● **Task goal**
Find each line in the listing below that contains the string "police" and copy those lines out. Case counts.

● **Records shown**
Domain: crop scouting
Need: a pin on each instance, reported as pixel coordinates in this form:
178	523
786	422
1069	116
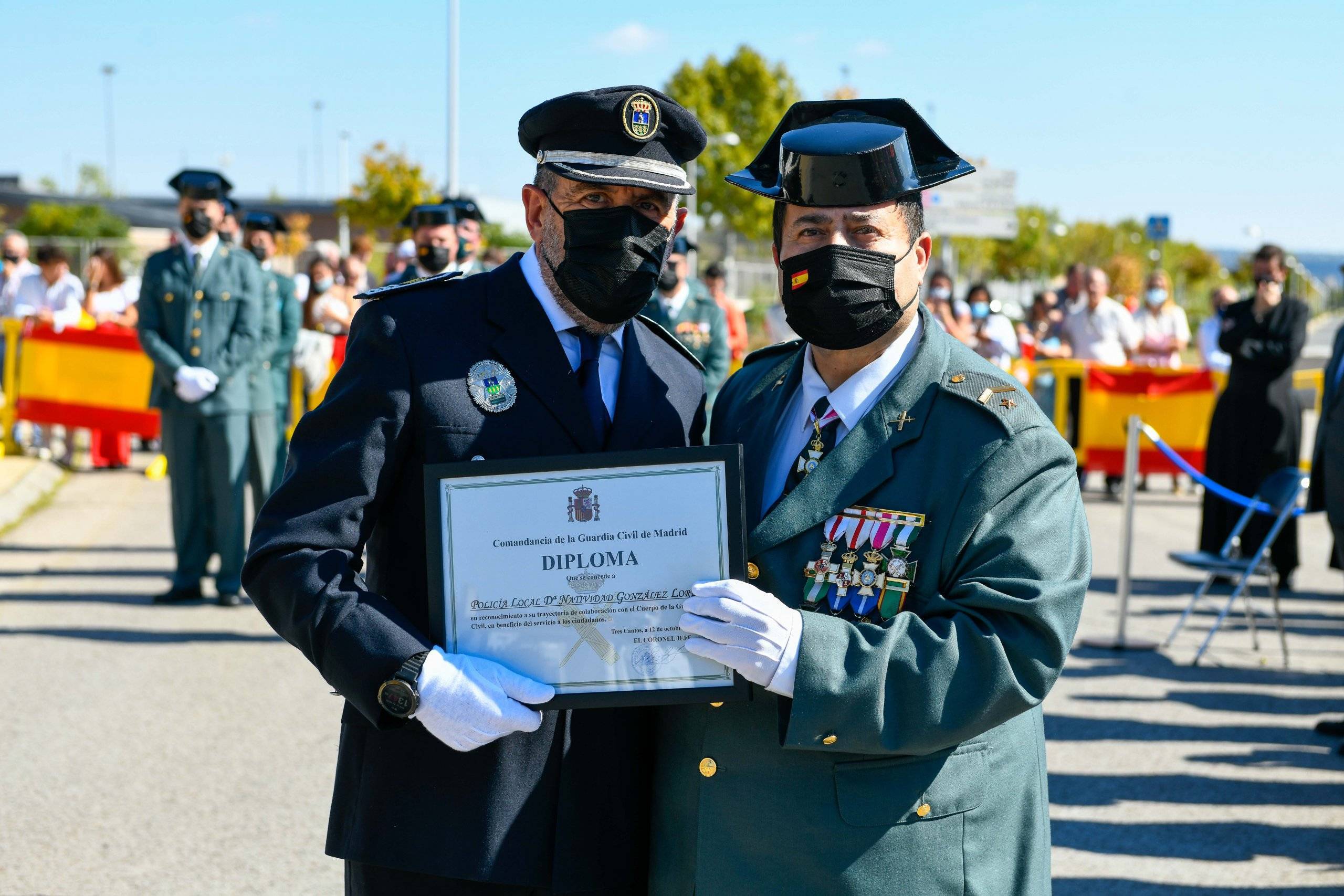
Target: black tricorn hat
265	220
850	152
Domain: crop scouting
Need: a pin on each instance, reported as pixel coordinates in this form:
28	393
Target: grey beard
554	236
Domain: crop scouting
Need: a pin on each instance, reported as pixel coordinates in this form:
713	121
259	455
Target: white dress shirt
613	345
851	400
65	299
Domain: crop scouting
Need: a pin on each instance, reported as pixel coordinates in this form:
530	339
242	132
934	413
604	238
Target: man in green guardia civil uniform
683	307
269	378
201	321
918	559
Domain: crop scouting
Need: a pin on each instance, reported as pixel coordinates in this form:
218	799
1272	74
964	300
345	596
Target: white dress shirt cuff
784	678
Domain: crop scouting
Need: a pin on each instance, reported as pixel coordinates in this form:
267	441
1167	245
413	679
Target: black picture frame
737	549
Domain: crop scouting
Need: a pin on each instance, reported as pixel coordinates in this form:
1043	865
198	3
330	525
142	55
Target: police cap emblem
491	386
640	116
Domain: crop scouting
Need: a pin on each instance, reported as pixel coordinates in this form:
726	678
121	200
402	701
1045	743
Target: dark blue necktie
591	354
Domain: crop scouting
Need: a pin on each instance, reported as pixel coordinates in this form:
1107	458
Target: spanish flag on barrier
1177	404
87	378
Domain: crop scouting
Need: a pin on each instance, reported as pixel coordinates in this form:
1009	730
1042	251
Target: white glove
468	702
759	636
195	383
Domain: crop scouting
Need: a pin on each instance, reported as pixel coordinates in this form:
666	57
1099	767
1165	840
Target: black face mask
197	224
841	297
433	258
612	261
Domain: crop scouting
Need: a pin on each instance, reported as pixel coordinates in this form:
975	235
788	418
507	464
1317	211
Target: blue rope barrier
1221	491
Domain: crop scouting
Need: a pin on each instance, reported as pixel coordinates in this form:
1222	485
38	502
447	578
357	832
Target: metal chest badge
491	386
879	581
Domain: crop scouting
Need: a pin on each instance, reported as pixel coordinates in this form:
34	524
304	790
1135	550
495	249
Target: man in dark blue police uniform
476	792
435	231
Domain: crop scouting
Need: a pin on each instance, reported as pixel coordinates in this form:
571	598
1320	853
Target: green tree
57	219
747	96
392	184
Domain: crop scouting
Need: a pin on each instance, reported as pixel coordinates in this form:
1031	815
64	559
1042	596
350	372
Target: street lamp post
108	70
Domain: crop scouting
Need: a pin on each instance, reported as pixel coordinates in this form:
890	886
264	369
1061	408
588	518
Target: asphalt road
187	750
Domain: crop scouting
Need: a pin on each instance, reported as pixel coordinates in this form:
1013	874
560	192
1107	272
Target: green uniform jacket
702	328
261	385
213	324
911	758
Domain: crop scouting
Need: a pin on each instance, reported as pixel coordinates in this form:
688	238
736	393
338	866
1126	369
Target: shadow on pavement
140	636
1107	886
1109	790
1203	841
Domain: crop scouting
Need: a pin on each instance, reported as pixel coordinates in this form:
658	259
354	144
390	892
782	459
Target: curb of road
33	489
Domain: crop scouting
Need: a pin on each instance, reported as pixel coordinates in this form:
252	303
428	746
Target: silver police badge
491	386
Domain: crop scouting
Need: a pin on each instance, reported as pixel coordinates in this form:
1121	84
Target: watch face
397	698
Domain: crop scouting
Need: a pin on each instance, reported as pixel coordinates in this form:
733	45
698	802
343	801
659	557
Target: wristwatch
398	696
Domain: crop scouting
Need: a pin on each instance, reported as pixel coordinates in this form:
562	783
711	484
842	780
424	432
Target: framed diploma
572	570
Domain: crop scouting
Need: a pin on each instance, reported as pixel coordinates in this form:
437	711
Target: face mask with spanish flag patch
841	297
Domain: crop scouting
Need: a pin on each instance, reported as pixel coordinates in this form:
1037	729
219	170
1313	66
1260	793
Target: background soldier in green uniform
918	559
282	316
685	308
200	323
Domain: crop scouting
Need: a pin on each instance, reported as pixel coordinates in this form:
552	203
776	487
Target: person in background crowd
717	281
1162	324
469	220
992	333
53	294
1100	328
1076	280
200	323
330	307
685	308
229	225
948	312
354	275
14	251
111	297
436	242
111	301
397	261
260	234
1257	426
1211	328
1043	330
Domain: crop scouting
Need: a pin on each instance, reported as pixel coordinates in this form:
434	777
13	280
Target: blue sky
1221	114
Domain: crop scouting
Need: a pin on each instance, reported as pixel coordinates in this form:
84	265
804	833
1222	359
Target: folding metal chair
1280	491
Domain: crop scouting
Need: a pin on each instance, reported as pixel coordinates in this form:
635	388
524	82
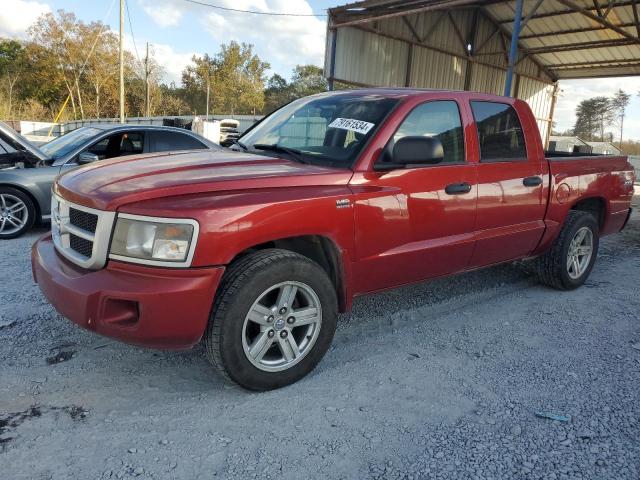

● **Full response**
Target: police cap emblem
Target: man in dark blue police uniform
Target: silver police badge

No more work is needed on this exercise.